** Opening EXTRACTED TEXT block **

John Singleton, ‘Boyz N the Hood’ Director, Dies at 51

John Singleton, whose powerful debut film, “Boyz N the Hood,” earned him an Oscar nomination for best director, the first for an African-American, died on Monday in Los Angeles. He was 51.

His death, at Cedars-Sinai Medical Center, was confirmed in a family statement after he was taken off life support. Mr. Singleton had been admitted to the hospital on April 17, reportedly after having a stroke. His family said he had a history of hypertension.

His mother, Shelia Ward, said last week that he was in a coma and filed court papers asking to be appointed his temporary conservator. Several of his children at the time opposed her trying to take control of his medical and financial decision making and publicly disputed her assessment of his medical state.

“Boyz N the Hood,” a bleakly realistic film about three teenagers growing up amid gang violence in South Central Los Angeles, established Mr. Singleton’s credentials and placed him in the conversation with more established African-American directors like Spike Lee, Bill Duke, Julie Dash, Robert Townsend and Reginald Hudlin.

No black filmmaker has won the Oscar for best director. But when Mr. Lee won this year for best adapted screenplay, for “BlacKkKlansman,” Mr. Singleton was ecstatic.

“My brother Spike Lee just won his first Oscar,” Mr. Singleton wrote on Twitter. “I’m sooo happy!”

John Daniel Singleton was born on Jan. 6, 1968, in Los Angeles. His mother was a pharmaceutical sales executive, and his father, Danny Singleton, was a mortgage broker. He lived with his mother until he was 11 and then moved in with his father, on whom he based the character of Tre’s father (played by Laurence Fishburne) in “Boyz.”

John was influenced early on by movies like “Cooley High” (1975), a comedy-drama about high school friends living in the projects in Chicago, directed by Michael Schultz and starring Glynn Turman and Lawrence Hilton-Jacobs.

“The cinema saved me from being a delinquent,” he said.

** Closing EXTRACTED TEXT block **
** Opening DATA SECTION block **

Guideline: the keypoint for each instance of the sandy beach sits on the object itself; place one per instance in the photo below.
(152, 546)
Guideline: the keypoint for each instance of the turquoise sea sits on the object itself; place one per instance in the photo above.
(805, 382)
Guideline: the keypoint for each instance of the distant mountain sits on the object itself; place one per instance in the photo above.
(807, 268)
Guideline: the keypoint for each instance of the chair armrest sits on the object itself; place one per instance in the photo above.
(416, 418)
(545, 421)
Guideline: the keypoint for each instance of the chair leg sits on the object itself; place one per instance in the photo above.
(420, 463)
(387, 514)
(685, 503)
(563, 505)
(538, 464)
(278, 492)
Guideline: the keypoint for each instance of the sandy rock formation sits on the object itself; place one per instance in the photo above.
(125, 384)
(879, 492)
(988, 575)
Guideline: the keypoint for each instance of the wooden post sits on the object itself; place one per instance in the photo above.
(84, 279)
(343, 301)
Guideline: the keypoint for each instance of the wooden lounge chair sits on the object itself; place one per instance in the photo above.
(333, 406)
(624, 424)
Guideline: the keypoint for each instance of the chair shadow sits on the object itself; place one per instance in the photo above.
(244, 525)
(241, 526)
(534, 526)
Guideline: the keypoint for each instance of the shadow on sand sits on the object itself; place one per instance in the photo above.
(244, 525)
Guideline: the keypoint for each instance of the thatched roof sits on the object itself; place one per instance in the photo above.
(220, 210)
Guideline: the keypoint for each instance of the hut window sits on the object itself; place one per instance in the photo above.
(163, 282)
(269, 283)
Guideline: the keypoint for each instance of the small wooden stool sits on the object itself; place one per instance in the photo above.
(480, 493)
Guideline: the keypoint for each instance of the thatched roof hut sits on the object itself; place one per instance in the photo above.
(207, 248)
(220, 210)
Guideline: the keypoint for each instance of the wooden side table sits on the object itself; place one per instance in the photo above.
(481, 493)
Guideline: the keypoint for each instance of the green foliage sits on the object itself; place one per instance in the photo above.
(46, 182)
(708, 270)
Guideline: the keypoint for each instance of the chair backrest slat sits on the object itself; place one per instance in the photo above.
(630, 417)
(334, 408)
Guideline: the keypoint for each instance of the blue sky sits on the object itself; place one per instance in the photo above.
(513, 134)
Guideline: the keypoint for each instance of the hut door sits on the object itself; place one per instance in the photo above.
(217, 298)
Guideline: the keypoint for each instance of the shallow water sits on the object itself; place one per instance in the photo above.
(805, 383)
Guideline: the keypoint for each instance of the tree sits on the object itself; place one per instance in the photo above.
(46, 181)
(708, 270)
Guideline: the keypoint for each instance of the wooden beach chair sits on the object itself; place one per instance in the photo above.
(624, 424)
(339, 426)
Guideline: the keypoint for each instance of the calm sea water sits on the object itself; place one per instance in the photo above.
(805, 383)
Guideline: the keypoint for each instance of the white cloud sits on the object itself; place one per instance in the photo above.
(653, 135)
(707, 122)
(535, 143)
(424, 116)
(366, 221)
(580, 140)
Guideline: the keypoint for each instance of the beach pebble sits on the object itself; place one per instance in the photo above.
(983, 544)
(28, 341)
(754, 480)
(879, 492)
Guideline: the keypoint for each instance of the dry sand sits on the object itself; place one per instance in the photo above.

** Closing DATA SECTION block **

### TASKS TO COMPLETE:
(a) According to the Singleton obituary, on what date was John Singleton admitted to the hospital?
(b) Please say whether each statement agrees with the Singleton obituary, answering yes or no and quoting the deciding words: (i) Singleton's father worked as a mortgage broker. (ii) Singleton won the Oscar for best director. (iii) Singleton lived with his father until he was 11.

### RESPONSES TO THE EXERCISE:
(a) April 17

(b)
(i) Yes: "his father, Danny Singleton, was a mortgage broker"
(ii) No: "No black filmmaker has won the Oscar for best director."
(iii) No: "He lived with his mother until he was 11 and then moved in with his father"